== What to produce ==
Copy out the article excerpt on Richemont's Enquirus platform for stolen watches and jewelry word for word.

== Page extract ==
----
Mr. Vivier attributed the spike in watch thefts around the world to the proliferation of resale websites, which he said have made it easier to fence stolen merchandise.

In March, at the Watches and Wonders fair in Geneva, Richemont announced a free online platform called Enquirus, designed to address the problem by encouraging watch and jewelry owners to register their pieces on its app or website, using brand names and serial numbers. They would then be able to report them online as lost or stolen, should the items go missing. Anyone considering a purchase who suspects that the watch or jewel has been stolen could then check the database.

The company hopes the platform will reduce the incentive for criminals to steal the items in the first place, as identifying lost and stolen items makes resale much more challenging. “We decided we needed to make it difficult for criminals,” Mr. Vivier said.

Enquirus was conceived two years ago and tested until December, when the current platform was released. Mr. Vivier said it now has more than 6,000 accounts across more than 100 countries, and nearly 30,000 pieces have been registered as lost or stolen. Richemont said all its brands have been promoting the site, and it has informed police and insurance companies, too.

“It is one place for key partners, including law enforcement agencies, insurance companies, the pre-owned market, collectors and individuals to use and quickly search free of charge,” Mr. Vivier wrote in a follow-up email. “It is open to all luxury brands, and currently has more than 190 luxury watch brands and several top jewelry brands already pre-loaded.”
----
== Material provided ==
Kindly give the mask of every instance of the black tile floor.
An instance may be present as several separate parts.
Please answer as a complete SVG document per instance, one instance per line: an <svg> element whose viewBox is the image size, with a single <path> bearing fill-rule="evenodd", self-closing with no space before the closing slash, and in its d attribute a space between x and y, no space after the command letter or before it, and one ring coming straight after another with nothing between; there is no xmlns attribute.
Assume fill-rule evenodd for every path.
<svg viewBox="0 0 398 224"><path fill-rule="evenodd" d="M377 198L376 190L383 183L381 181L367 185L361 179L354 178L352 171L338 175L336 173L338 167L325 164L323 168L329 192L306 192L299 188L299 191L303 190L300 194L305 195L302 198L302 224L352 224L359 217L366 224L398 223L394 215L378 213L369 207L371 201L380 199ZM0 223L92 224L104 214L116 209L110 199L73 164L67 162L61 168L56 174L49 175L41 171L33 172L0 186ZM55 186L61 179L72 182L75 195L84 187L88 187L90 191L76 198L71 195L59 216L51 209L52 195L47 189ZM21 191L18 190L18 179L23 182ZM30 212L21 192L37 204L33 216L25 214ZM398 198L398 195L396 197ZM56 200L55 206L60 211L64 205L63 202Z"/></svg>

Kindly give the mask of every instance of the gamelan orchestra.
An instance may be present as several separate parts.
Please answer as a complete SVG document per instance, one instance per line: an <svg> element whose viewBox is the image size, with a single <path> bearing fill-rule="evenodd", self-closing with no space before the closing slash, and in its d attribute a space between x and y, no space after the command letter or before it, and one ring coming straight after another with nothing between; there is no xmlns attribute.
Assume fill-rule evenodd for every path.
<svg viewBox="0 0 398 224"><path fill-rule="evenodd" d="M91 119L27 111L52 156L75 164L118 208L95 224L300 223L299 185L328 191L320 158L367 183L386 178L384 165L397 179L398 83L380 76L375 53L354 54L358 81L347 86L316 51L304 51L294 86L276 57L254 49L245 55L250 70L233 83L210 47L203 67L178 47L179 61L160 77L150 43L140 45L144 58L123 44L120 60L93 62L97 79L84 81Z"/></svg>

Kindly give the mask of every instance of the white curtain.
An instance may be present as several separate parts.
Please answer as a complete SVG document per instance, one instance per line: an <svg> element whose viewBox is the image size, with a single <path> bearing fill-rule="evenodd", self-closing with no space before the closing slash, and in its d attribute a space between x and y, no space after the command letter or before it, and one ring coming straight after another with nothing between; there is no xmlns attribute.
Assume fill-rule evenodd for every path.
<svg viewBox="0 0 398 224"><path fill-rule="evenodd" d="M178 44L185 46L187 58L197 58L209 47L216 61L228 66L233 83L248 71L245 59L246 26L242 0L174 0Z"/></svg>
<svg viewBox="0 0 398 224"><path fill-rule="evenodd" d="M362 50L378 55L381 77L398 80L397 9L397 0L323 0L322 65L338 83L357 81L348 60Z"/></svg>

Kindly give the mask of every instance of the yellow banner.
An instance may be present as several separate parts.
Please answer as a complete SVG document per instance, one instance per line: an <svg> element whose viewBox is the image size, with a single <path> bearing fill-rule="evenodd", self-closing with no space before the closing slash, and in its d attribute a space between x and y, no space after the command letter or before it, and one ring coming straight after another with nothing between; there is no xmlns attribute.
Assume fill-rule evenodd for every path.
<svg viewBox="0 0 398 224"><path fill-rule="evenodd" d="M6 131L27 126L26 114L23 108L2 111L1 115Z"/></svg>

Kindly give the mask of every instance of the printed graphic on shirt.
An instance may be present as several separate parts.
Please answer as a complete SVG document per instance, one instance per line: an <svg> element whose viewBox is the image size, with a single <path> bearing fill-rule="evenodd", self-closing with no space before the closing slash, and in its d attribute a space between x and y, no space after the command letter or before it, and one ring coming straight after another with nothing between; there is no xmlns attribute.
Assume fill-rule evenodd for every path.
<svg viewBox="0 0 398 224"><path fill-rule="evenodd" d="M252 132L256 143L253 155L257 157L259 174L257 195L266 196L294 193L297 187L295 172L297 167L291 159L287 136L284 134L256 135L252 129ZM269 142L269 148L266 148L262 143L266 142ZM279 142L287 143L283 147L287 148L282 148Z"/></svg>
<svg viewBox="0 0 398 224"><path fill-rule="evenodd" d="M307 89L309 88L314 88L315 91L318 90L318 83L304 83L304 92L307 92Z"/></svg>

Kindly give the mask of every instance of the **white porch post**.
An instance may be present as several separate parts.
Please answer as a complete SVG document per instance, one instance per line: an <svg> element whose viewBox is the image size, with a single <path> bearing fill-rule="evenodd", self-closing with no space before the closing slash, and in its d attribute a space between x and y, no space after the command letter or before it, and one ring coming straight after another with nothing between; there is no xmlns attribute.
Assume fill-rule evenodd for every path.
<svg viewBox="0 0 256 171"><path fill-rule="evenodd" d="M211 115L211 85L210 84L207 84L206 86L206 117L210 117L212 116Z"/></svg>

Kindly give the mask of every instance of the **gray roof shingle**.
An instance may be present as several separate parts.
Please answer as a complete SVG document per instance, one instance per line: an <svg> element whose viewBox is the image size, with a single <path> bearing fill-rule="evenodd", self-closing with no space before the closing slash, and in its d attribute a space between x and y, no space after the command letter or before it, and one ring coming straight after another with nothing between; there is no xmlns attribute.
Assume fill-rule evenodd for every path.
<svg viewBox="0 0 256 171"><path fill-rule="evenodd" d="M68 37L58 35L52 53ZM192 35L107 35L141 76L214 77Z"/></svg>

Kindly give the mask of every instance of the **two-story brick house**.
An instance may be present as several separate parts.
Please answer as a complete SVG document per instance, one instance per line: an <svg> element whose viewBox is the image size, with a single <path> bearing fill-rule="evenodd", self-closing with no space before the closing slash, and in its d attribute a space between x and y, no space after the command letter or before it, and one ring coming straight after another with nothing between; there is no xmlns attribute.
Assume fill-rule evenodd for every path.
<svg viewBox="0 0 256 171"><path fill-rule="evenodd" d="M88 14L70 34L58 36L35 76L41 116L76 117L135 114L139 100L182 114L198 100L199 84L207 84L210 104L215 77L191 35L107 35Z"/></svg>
----
== Exercise response ==
Mr. Vivier attributed the spike in watch thefts around the world to the proliferation of resale websites, which he said have made it easier to fence stolen merchandise.

In March, at the Watches and Wonders fair in Geneva, Richemont announced a free online platform called Enquirus, designed to address the problem by encouraging watch and jewelry owners to register their pieces on its app or website, using brand names and serial numbers. They would then be able to report them online as lost or stolen, should the items go missing. Anyone considering a purchase who suspects that the watch or jewel has been stolen could then check the database.

The company hopes the platform will reduce the incentive for criminals to steal the items in the first place, as identifying lost and stolen items makes resale much more challenging. “We decided we needed to make it difficult for criminals,” Mr. Vivier said.

Enquirus was conceived two years ago and tested until December, when the current platform was released. Mr. Vivier said it now has more than 6,000 accounts across more than 100 countries, and nearly 30,000 pieces have been registered as lost or stolen. Richemont said all its brands have been promoting the site, and it has informed police and insurance companies, too.

“It is one place for key partners, including law enforcement agencies, insurance companies, the pre-owned market, collectors and individuals to use and quickly search free of charge,” Mr. Vivier wrote in a follow-up email. “It is open to all luxury brands, and currently has more than 190 luxury watch brands and several top jewelry brands already pre-loaded.”